PAGE TEXT |
▶

It's not so much the white gold, that I can fix/replace. It's the
using acetylene that sends me over the edge.
Paf, maybe I misunderstood, but wasn’t the situation a platinum ring
where the sizing had been done with gold solder, adding a gold piece?
Given the much lower temperatures for this; at those soldering temps,
the platinum would not be harmed by acetylene, nor would the platinum
develop pits or the like from it, since the platinum never gets
anywhere near it’s melting point, or near any temp where it might be
absorbing carbon or other stuff from the flame. So any problems
you’d see would be in the gold solder, and that, I’m assuming pits in
the solder seam or the like, can result with any of the fuel gases,
with acetylene being no more likely to cause them, when working with
gold solders. I’m thinking the problems, if any, in such seams would
be simple poor fitting of joints, not proper cleaning of the metals
and solder, dirty flux, overheated solder, or any of the other
various reasons solder joints can be pitted. Did I miss something?
Or are you referring to other jobs, done with the otherwise proper
platinum materials, but still pitted or faulty, which you’re chalking
up the acetylene use?
It does occur to me to mention that oxy/acetylene, while a poor
choice for working platinum, can actually be used if you have no
choice. If the flame is set sufficiently oxidizing, then there will
not be free carbon left in the flame when it hits the metal, so
problems can be avoided. And even if this isn’t done, if the metal is
very clean, so there are no traces of silica (in fluxes, soldering
pads, even just house dust where silica may be a part) on the metal,
then the free carbon in the flame won’t actually cause problems.
I say that because my understanding of the problem is that carbon
itself is not what contaminates the platinum, but rather, at those
temps, carbon is able to reduce the silica (silicon dioxide) down to
the metal, silicon, which then can be absorbed/diffused into the
platinum, and it is these traces of silicon added to the platinum
alloy which is actually the cause of the pitting and brittleness seen
in such situations… It is the combination of that free carbon at
high temps, and the virtually ubiquitous presence of traces of silica
everywhere, that gives rise to the problems. I first heard this
explanation in a paper presented at the Santa Fe conference something
like 25 years ago, I think, and it makes sense. It nicely explains
why contamination problems with platinum can be caprecious, sometimes
appearing, and sometimes not, even when apparently the same mistake
is made. If I’m wrong in this and someone knows better, please
advise
Peter

◀

RAW DATA |
▶

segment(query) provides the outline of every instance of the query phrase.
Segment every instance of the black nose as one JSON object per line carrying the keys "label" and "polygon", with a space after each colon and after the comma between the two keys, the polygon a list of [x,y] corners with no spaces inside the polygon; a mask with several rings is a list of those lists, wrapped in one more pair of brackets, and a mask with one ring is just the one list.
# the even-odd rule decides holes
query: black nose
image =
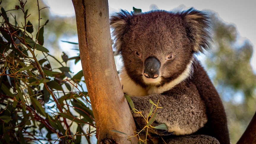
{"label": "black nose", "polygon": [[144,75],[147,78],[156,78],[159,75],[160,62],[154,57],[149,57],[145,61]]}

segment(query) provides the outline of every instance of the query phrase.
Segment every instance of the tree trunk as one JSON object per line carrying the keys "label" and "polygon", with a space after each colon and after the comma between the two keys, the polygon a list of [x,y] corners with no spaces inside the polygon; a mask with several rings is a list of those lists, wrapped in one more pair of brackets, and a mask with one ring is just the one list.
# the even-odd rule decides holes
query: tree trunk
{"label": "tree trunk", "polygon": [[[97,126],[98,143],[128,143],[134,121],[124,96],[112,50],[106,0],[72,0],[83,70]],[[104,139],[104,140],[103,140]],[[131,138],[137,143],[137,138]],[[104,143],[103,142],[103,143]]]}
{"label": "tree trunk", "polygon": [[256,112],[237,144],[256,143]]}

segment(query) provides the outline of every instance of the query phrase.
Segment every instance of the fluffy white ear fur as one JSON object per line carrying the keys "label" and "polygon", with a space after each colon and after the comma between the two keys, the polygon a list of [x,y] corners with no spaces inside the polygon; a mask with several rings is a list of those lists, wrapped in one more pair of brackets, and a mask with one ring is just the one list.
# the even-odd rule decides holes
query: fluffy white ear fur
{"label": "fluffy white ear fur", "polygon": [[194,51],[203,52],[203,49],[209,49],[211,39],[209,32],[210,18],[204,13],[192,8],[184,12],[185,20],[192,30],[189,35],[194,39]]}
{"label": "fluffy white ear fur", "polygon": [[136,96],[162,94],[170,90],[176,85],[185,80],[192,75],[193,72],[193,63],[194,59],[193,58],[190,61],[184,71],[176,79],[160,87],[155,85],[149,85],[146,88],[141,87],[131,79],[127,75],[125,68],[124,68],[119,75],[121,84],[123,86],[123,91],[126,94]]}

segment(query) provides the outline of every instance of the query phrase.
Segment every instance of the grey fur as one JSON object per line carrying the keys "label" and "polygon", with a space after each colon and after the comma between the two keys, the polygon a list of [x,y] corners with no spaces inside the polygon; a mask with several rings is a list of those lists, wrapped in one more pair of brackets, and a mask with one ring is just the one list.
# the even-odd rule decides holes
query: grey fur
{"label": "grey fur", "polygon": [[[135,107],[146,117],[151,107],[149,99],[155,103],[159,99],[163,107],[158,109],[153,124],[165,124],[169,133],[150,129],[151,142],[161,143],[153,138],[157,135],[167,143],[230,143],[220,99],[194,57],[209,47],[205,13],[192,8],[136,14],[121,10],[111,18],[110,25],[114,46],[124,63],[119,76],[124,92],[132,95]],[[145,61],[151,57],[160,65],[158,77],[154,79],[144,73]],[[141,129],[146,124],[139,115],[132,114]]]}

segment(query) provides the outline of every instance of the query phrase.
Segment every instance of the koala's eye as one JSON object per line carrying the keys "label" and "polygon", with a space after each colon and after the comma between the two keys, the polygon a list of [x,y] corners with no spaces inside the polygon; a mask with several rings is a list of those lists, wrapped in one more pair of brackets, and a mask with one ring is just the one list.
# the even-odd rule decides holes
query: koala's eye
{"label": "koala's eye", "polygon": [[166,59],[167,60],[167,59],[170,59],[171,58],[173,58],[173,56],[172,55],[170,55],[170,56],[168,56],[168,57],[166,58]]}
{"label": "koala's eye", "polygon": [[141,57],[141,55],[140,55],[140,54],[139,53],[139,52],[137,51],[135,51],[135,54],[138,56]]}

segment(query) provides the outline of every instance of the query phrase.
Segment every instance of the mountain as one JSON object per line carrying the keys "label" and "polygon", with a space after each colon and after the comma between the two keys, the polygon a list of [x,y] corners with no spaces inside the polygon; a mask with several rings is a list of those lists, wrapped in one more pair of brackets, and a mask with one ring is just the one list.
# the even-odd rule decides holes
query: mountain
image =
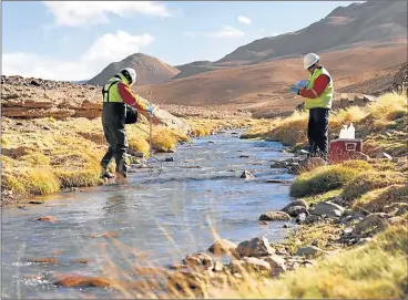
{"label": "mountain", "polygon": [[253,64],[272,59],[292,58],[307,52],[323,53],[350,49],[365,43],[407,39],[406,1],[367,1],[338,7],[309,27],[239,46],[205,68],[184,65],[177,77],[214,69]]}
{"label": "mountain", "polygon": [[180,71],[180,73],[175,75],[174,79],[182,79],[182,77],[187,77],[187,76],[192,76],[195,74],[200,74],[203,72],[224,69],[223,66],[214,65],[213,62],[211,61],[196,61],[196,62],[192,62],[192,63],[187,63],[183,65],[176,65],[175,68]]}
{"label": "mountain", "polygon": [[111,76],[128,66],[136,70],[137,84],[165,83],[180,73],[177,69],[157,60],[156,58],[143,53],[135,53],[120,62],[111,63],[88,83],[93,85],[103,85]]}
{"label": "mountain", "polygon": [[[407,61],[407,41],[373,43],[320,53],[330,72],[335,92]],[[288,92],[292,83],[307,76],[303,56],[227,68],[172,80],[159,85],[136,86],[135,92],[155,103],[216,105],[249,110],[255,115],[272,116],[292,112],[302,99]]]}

◀
▶

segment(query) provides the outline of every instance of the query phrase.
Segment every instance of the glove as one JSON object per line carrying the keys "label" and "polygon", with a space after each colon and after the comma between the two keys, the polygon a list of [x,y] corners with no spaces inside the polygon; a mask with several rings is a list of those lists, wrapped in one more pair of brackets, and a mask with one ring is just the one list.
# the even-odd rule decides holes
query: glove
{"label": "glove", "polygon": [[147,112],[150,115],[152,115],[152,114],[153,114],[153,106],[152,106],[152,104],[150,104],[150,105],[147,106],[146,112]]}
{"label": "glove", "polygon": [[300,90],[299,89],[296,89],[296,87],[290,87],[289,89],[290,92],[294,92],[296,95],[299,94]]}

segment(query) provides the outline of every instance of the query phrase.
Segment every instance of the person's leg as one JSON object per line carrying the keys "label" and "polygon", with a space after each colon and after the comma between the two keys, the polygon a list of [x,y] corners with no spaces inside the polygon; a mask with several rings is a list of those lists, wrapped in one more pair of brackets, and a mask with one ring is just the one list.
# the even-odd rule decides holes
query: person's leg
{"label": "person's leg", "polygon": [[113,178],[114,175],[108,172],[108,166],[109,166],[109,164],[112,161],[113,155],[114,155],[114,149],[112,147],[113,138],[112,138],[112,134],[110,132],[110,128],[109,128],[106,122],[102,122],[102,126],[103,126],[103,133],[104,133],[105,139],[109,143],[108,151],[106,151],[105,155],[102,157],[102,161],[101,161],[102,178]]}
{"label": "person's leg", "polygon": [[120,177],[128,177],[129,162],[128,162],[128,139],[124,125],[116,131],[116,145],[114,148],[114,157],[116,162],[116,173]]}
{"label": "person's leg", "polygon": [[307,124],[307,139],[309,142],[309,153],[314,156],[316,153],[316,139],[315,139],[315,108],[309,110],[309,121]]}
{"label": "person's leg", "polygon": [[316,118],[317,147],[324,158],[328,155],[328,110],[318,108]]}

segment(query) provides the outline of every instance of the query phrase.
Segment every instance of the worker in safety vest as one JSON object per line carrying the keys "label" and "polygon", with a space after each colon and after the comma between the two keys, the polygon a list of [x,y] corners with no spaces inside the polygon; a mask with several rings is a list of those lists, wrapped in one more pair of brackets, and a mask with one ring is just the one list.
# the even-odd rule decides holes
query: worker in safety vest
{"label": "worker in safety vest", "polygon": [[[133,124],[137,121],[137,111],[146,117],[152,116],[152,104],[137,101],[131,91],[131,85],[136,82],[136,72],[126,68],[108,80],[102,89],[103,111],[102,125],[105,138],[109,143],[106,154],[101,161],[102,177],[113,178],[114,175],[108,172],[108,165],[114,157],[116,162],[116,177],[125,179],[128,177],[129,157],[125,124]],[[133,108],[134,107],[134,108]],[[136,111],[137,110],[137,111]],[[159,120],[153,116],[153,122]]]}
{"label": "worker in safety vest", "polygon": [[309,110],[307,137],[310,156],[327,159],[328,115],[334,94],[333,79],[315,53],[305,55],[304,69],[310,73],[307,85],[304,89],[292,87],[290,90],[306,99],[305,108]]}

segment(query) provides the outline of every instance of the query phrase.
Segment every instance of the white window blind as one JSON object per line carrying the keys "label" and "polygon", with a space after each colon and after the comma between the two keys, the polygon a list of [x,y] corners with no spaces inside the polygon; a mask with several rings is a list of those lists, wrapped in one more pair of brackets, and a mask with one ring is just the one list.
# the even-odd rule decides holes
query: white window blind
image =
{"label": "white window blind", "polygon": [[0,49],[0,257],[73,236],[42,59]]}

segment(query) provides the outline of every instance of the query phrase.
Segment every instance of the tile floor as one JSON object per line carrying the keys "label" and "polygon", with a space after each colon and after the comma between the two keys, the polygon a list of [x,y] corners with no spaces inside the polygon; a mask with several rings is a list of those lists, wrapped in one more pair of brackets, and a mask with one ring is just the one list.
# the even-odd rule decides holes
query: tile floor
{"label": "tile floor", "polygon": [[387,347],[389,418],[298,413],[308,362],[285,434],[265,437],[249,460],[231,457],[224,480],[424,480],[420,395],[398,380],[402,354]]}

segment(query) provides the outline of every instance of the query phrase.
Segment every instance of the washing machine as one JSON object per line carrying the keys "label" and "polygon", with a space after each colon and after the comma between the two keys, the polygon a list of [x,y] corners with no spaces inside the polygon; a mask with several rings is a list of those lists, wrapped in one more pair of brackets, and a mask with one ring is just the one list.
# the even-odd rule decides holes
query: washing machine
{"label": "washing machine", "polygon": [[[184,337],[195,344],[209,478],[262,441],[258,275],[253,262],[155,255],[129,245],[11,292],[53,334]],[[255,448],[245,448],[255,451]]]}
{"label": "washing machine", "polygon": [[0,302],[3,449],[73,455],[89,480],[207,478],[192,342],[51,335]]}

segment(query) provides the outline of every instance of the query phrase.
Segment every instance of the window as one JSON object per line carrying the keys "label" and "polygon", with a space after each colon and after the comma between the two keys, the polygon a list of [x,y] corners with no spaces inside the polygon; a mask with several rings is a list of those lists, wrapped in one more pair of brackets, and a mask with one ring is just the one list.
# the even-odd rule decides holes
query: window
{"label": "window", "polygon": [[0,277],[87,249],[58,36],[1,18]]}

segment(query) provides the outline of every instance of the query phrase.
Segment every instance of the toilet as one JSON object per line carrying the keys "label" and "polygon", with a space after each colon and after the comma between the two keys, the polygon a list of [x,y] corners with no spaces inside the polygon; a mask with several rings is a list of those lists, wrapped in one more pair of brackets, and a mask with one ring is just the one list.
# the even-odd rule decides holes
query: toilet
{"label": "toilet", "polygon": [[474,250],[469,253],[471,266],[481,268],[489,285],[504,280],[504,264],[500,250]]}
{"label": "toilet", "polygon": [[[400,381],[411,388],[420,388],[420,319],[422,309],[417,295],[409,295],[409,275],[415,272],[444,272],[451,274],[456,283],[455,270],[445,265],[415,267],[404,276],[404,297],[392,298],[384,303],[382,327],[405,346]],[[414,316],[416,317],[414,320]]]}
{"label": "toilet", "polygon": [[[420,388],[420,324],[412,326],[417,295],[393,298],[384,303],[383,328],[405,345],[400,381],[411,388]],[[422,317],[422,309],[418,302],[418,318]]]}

◀

OBJECTIVE A | In the forum post on platinum and acetylene, rewrite the paragraph beginning "It does occur to me to mention" as a short bulleted list that keeps its main facts.
OBJECTIVE B | Translate this sentence from the forum post on platinum and acetylene into Spanish: "It is the combination of that free carbon at high temps, and the virtually ubiquitous presence of traces of silica everywhere, that gives rise to the problems."

FINISHED ANSWER A |
- Oxy/acetylene is a poor choice for working platinum, but it can be used if there is no other option.
- A sufficiently oxidizing flame leaves no free carbon when it reaches the metal, so problems can be avoided.
- Even without that setting, free carbon will not cause problems if the metal is very clean and free of silica traces from fluxes, soldering pads, or house dust.

FINISHED ANSWER B | Es la combinación de ese carbono libre a altas temperaturas y la presencia prácticamente omnipresente de trazas de sílice en todas partes lo que da origen a los problemas.